**Selected passage:**
* * * * * * * * *
862 words · 5 min read
April 13 - April 19
Cloud Assignment 4 is humming along, it looks like it’s taking students about 2 hours at the moment.
I had to increase disk allocation to the nodes in the cluster. When a student reaches the final strangler fig portion of the assignment, they have to build and push a large (3-4GB) container image to the node. When the node only has 20GB, two or more of those images take up all space on disk. My integration tests did not discover it, because I tested with two student test accounts, not three. Nodes now carry 80GB of disk space.
The initial cluster for the assignment was over-provisioned. I had too much
redundancy, too much initial capacity. I had overshot the obvious scale of the
class, so I downgrade the EC2 instance type from a t3.2xlarge to a
t3.large, half the cost, and reduce the min cluster size to two nodes from
three. The installed autoscaler will do the rest, I’m curious to see how it
will handle the last minute submission burst. This change brought the estimated
cost to run the assignment from $500 to $200.
We have 3 students who are always the first to start. I’ve improved the Ed AI
reply bot to have the starter code and k8s cluster state in its context, which
should help students debug. The larger context has been causing timeouts in
RCAC GenAI Studio with gemma3:27b, so I implemented auto-reply retries,
falling back to gpt-oss:120b. Ed issues are minor so far, and the starter
code only needed a single file update after release to fix a bug. One bug and
12 perfect scores.
We’re just about at the amount of data, 120MB, that common workloads bring memory pressure in the db.t3.micro VM (2vCPU, 1GB of burstable memory), below our <100MB threshold. This DB has served us well this semester.
I’ve implemented a “Redact mode”, which obscurs all student names, emails, and IDs on the website. It’s off by default, but when the course ends, I will enable it by default, to respect student privacy. I will also anonymize those same identifiers in the database itself and remove any infrastructure snapshots and audit logs. We may also consider publishing the anonymized data.
It would be easy to scale the cloud computing class to double the number of students next semester. With the preliminary usage data, we can prepare easily for resource use by students, improve the assignments to address v0 issues, and use historical debug logs to improve student feedback from the autograder.
* * * * * * * * *
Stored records
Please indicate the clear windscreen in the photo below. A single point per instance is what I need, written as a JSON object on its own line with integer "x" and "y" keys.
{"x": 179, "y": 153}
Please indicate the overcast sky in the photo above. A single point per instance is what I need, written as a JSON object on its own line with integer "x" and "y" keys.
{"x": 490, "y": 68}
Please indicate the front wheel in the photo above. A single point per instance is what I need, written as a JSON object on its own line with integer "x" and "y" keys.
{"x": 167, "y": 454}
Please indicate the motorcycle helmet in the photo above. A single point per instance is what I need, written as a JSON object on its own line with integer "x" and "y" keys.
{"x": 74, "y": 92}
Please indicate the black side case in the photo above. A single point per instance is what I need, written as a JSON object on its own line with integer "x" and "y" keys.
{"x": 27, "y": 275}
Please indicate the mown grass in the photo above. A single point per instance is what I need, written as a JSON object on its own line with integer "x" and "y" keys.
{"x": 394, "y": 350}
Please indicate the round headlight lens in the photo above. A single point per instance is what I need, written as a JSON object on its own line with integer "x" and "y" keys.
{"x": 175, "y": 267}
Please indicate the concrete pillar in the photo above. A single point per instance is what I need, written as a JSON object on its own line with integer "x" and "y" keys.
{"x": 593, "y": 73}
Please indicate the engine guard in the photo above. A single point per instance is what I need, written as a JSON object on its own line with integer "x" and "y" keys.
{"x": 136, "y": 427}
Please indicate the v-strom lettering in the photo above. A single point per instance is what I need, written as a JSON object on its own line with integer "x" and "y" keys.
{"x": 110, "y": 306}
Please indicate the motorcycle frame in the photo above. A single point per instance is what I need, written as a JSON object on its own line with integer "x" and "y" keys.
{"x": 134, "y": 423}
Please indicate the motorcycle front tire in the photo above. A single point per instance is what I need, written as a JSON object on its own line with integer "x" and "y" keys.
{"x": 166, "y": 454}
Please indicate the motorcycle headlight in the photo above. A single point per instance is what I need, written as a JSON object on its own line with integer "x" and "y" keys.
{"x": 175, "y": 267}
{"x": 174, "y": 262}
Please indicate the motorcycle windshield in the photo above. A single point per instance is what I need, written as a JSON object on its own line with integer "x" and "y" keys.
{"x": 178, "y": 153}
* * * * * * * * *
**Exercise brief:**
Revise the weekly course report from "I’ve implemented a" up to and including "the anonymized data.", replacing "Redact mode" with "Privacy mode".

**Solution to the problem:**
I’ve implemented a “Privacy mode”, which obscurs all student names, emails, and IDs on the website. It’s off by default, but when the course ends, I will enable it by default, to respect student privacy. I will also anonymize those same identifiers in the database itself and remove any infrastructure snapshots and audit logs. We may also consider publishing the anonymized data.